■ **Stated exercise**
Copy out the wiki page on constraints on grandchildren below word for word, from its title through its last sentence.

Constraints on grandchildren

From W3C Wiki

Constraints on grandchildren (a co-constraint use case)

Make the children allowed in an element depend not just on the element but on the context in which it appears (so the grandchildren depend in part on their grandparent).

source: Paul Kiel [1]

Description

   I have a question ... regarding context-specific use of components.  Let's take the element <Person> in a human resources context.  (BTW - <Person> is too broad a concept to actually encode, this is only for discussion).  We may want to use a <Person> in many contexts, where some of its components are required in one and not in another.  Let's say we have two transactions of Person below (and that all children are stand alone components):
   Transaction 1:


<Transaction_1>
    ...
    <Person>
         <Name/><!-- required -->
         <Skills/><!-- required -->
         <Height/><!-- required -->
         <Weight/><!-- required -->
    </Person>
    ...
</Transaction_1>


   In this transaction, we need all the data about this person to do the
   transaction.
   Transaction 2:
<Transaction_2>
    ...
    <Person>
         <Name/><!-- required -->
         <Skills/><!-- optional -->
    </Person>
    ...
</Transaction_2>


   In this transaction, we only need a name of the person and the skills are
   optional.  The Height and Weight have no meaning 
   in this context and can't occur.

■ **Information supplied**
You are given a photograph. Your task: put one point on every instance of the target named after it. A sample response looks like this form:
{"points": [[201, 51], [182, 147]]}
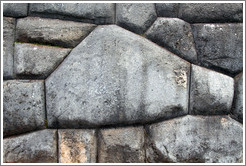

■ **Completed task**
Constraints on grandchildren

From W3C Wiki

Constraints on grandchildren (a co-constraint use case)

Make the children allowed in an element depend not just on the element but on the context in which it appears (so the grandchildren depend in part on their grandparent).

source: Paul Kiel [1]

Description

   I have a question ... regarding context-specific use of components.  Let's take the element <Person> in a human resources context.  (BTW - <Person> is too broad a concept to actually encode, this is only for discussion).  We may want to use a <Person> in many contexts, where some of its components are required in one and not in another.  Let's say we have two transactions of Person below (and that all children are stand alone components):
   Transaction 1:


<Transaction_1>
    ...
    <Person>
         <Name/><!-- required -->
         <Skills/><!-- required -->
         <Height/><!-- required -->
         <Weight/><!-- required -->
    </Person>
    ...
</Transaction_1>


   In this transaction, we need all the data about this person to do the
   transaction.
   Transaction 2:
<Transaction_2>
    ...
    <Person>
         <Name/><!-- required -->
         <Skills/><!-- optional -->
    </Person>
    ...
</Transaction_2>


   In this transaction, we only need a name of the person and the skills are
   optional.  The Height and Weight have no meaning 
   in this context and can't occur.